┌─ Records for the exercise
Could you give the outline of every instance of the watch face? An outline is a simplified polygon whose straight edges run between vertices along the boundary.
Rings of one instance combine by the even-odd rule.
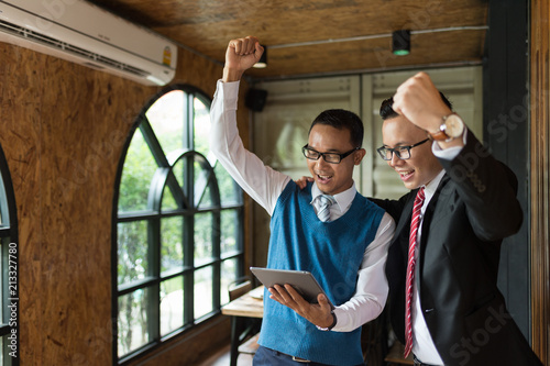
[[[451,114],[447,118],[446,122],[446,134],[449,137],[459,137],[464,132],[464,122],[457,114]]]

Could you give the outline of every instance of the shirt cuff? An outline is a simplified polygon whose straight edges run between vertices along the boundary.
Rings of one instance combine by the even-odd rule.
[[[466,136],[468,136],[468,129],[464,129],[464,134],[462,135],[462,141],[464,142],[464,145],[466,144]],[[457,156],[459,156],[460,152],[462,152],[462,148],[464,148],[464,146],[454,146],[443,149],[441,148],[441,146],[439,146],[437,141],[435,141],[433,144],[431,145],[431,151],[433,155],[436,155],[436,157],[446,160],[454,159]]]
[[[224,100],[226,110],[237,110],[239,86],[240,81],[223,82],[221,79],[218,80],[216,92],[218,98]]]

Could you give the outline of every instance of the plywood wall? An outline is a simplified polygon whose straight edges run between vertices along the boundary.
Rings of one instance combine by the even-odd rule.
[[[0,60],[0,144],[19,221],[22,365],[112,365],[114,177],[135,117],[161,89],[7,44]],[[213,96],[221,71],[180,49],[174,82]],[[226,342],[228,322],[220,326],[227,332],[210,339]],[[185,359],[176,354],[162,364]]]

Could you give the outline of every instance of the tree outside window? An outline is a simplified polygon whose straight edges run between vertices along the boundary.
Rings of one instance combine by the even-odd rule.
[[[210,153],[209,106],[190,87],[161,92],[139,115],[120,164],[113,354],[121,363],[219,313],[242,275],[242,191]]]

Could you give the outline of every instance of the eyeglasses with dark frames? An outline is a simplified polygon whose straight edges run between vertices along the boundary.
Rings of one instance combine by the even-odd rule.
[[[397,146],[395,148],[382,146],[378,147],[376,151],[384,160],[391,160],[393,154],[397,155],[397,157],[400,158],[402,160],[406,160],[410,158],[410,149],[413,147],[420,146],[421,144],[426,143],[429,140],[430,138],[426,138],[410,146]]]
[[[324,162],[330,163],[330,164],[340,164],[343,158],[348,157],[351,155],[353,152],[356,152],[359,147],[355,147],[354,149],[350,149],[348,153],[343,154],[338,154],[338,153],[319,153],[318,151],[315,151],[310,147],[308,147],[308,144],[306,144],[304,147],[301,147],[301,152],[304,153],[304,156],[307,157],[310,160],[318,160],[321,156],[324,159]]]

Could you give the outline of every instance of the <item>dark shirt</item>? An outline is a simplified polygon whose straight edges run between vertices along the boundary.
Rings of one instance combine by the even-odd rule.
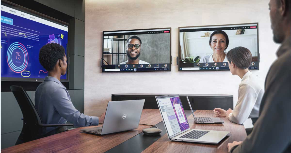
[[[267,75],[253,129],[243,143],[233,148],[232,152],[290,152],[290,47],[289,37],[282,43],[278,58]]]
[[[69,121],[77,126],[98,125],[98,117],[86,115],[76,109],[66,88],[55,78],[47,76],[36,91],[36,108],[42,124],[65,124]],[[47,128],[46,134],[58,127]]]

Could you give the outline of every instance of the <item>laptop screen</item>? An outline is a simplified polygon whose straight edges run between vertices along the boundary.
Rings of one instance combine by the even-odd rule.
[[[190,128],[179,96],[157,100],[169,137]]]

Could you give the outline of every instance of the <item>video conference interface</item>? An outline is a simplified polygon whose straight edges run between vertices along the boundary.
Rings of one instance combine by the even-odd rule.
└─
#### [Aim of the exercise]
Repeat every one of the rows above with "instance" swapped for "object" and everything else left unchanged. Omit the pictures from your copy.

#### [Solution below]
Could you give the outline of every object of the watch face? An outline is a simplified polygon whose straight edges run between vertices along the boundary.
Rings of one object combine by the even-odd rule.
[[[451,114],[447,118],[446,122],[446,134],[449,137],[459,137],[464,132],[464,122],[457,114]]]

Could you give the outline of every object of the shirt cuff? An outline is a simplified polygon whose straight edges run between vertices along the boundary.
Rings of one object combine by the even-odd rule.
[[[466,136],[468,136],[468,129],[464,129],[464,134],[462,135],[462,141],[464,142],[464,145],[466,144]],[[457,156],[459,156],[460,152],[462,152],[462,148],[464,148],[464,146],[454,146],[443,149],[441,148],[441,146],[439,146],[437,141],[435,141],[433,144],[431,145],[431,151],[433,155],[436,155],[436,157],[446,160],[454,159]]]
[[[224,100],[226,110],[237,110],[239,86],[240,81],[223,82],[221,79],[218,80],[216,92],[218,98]]]

Could you give the outline of every object of the plywood wall? An outline is a simplified polygon whose straight edges run between vertices along the boundary.
Rings of one object combine by the even-odd rule.
[[[0,60],[0,144],[19,221],[22,365],[112,365],[114,177],[135,117],[161,89],[7,44]],[[213,96],[221,71],[180,49],[174,82]],[[226,342],[228,322],[220,326],[227,332],[210,339]],[[185,359],[176,354],[162,364]]]

Could you give the outline of every object of the tree outside window? An outline is a simplified polygon whose straight edges run between vertices along the boundary.
Rings of one object combine by the even-odd rule.
[[[210,153],[209,106],[190,87],[161,92],[139,115],[120,164],[113,354],[121,363],[219,313],[242,275],[242,191]]]

Could you give the outline of every object of the eyeglasses with dark frames? An outline is a simplified polygon whose straight edges run between vertices along the boundary.
Rings of one object combine by the even-odd rule.
[[[397,146],[395,148],[382,146],[378,147],[376,151],[384,160],[391,160],[393,154],[397,155],[397,157],[400,158],[402,160],[406,160],[410,158],[410,149],[413,147],[420,146],[421,144],[426,143],[429,140],[430,138],[426,138],[410,146]]]
[[[324,162],[330,163],[330,164],[340,164],[343,158],[348,157],[351,155],[353,152],[356,152],[359,147],[355,147],[354,149],[350,149],[348,153],[343,154],[338,154],[338,153],[319,153],[318,151],[315,151],[310,147],[308,147],[308,144],[306,144],[304,147],[301,147],[301,152],[304,153],[304,156],[307,157],[310,160],[318,160],[321,156],[324,159]]]

Could you give the outline of every object of the <item>dark shirt</item>? An outline is a simplified polygon whose straight edges run between vertices along the boundary.
Rings of one object combine by the even-odd rule.
[[[267,75],[253,129],[243,143],[233,148],[232,152],[290,152],[290,47],[289,37],[282,43],[278,58]]]
[[[69,121],[77,126],[98,125],[98,117],[86,115],[76,109],[66,88],[55,78],[47,76],[36,91],[36,108],[42,124],[65,124]],[[47,128],[46,134],[58,127]]]

Could you give the outline of every object of the <item>laptop screen</item>? An outline is a simplified polygon whose straight edges run between vertices along the boundary.
Rings of one object combine by the even-odd rule.
[[[190,128],[179,96],[157,100],[169,137]]]

Could you give the outline of every object of the <item>video conference interface</item>? An outline is a simplified polygon whose straight edges run between vertices along the boundary.
Rings of one object combine by the even-odd rule.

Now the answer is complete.